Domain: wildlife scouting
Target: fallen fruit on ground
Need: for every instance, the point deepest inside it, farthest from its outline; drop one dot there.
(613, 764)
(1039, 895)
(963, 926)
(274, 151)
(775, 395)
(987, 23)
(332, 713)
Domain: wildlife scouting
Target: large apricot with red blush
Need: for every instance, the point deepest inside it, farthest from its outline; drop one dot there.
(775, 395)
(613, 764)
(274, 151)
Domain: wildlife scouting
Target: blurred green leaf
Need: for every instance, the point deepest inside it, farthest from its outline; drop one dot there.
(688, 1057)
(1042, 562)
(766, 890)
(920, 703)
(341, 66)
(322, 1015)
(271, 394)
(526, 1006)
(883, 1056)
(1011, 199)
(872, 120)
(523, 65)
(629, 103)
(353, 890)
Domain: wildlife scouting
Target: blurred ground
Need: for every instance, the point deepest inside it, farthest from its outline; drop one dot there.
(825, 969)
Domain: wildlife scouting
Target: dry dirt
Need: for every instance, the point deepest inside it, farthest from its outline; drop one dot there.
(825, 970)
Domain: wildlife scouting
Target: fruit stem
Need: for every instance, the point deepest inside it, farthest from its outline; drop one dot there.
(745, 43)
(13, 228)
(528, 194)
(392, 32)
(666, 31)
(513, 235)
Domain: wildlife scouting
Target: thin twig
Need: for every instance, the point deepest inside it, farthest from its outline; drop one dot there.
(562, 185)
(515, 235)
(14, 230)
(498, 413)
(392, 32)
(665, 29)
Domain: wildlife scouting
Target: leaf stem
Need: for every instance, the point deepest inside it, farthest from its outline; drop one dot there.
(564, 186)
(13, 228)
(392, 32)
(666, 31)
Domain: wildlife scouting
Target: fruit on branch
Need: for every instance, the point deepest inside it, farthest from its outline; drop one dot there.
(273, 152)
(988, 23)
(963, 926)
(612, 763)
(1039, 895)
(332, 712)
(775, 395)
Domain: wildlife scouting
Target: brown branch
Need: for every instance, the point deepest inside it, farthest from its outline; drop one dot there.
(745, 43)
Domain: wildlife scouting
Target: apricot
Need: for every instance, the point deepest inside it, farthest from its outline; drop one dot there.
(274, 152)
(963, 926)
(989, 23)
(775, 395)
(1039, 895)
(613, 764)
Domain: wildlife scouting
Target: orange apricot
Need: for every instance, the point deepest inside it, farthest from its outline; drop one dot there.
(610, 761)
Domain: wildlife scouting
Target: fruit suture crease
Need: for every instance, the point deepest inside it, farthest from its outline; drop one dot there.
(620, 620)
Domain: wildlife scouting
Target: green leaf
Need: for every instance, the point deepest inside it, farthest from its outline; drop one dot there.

####

- OBJECTIVE -
Type out all of the material again, word for word.

- REPLY TO THE TASK -
Domain: wildlife scouting
Target: fallen fruit on ground
Need: for every instance, the point deepest inside it, farthest from its outline; drop one dot there.
(613, 764)
(1039, 895)
(963, 926)
(274, 151)
(775, 395)
(987, 23)
(332, 713)
Domain: wildlife scouting
Target: large apricot with red blush
Need: for every instance, the point deepest inside it, farthest from its outline; drop one dot there.
(775, 395)
(613, 764)
(274, 151)
Domain: wildlife scouting
Target: blurred green leaf
Need: for every instance, the point deepest inside it, farthest from its outline; drop one dot there.
(688, 1057)
(1042, 562)
(766, 890)
(920, 703)
(341, 66)
(322, 1015)
(271, 394)
(526, 1006)
(883, 1056)
(1011, 199)
(872, 120)
(523, 65)
(629, 103)
(353, 890)
Domain: wildlife scouting
Target: blurred ground
Need: for every instance, the point deepest inside it, farthest from its outline; drop one dot there.
(825, 969)
Domain: wildlife scouting
Target: dry dirt
Need: for every instance, the point deepest inside it, farthest from its outline; drop one dot there.
(825, 970)
Domain: wildlife scouting
Target: fruit stem
Need: for every instance, the point deepest inside it, farthest from its outline; drop one dot there.
(745, 43)
(13, 228)
(528, 194)
(392, 32)
(666, 31)
(513, 235)
Domain: wildlife scouting
Target: thin twig
Need: for every instance, the point deepest inside it, farthest from its outline; drop one dot there.
(562, 185)
(515, 235)
(14, 230)
(498, 413)
(392, 32)
(665, 29)
Domain: wildlife scouting
Target: leaf stem
Need: for every instance, the point deepest inside it, farthest from its outline; drop one dot there.
(564, 186)
(13, 228)
(392, 32)
(666, 31)
Domain: wildlife scouting
Target: fruit on branch
Need: for every instance, the point deepest inside it, farthest from its outline; drop one dot there.
(273, 152)
(988, 23)
(963, 926)
(612, 763)
(1039, 895)
(332, 712)
(775, 395)
Domain: wildlife scouting
Target: brown branch
Need: for every instance, the point deepest inside it, farthest from its outline; drop one dot there.
(745, 43)
Domain: wildlife scouting
Target: apricot
Need: for every instance, the point deepest inside it, farthest from its outline; drop one dot there.
(274, 152)
(963, 926)
(989, 23)
(775, 395)
(1039, 895)
(613, 764)
Domain: wildlife scouting
Target: orange apricot
Need: for every instance, the point deepest inside it, farthest from its outline; drop one dot there.
(610, 761)
Domain: wildlife scouting
Target: fruit suture crease
Need: for every instance, the point deepest inside it, farthest from its outline; drop one dot there.
(620, 620)
Domain: wildlife scouting
Target: green leaf
Need: for every instance, the point deepest inside it, farthest from its outline; drop one dot there.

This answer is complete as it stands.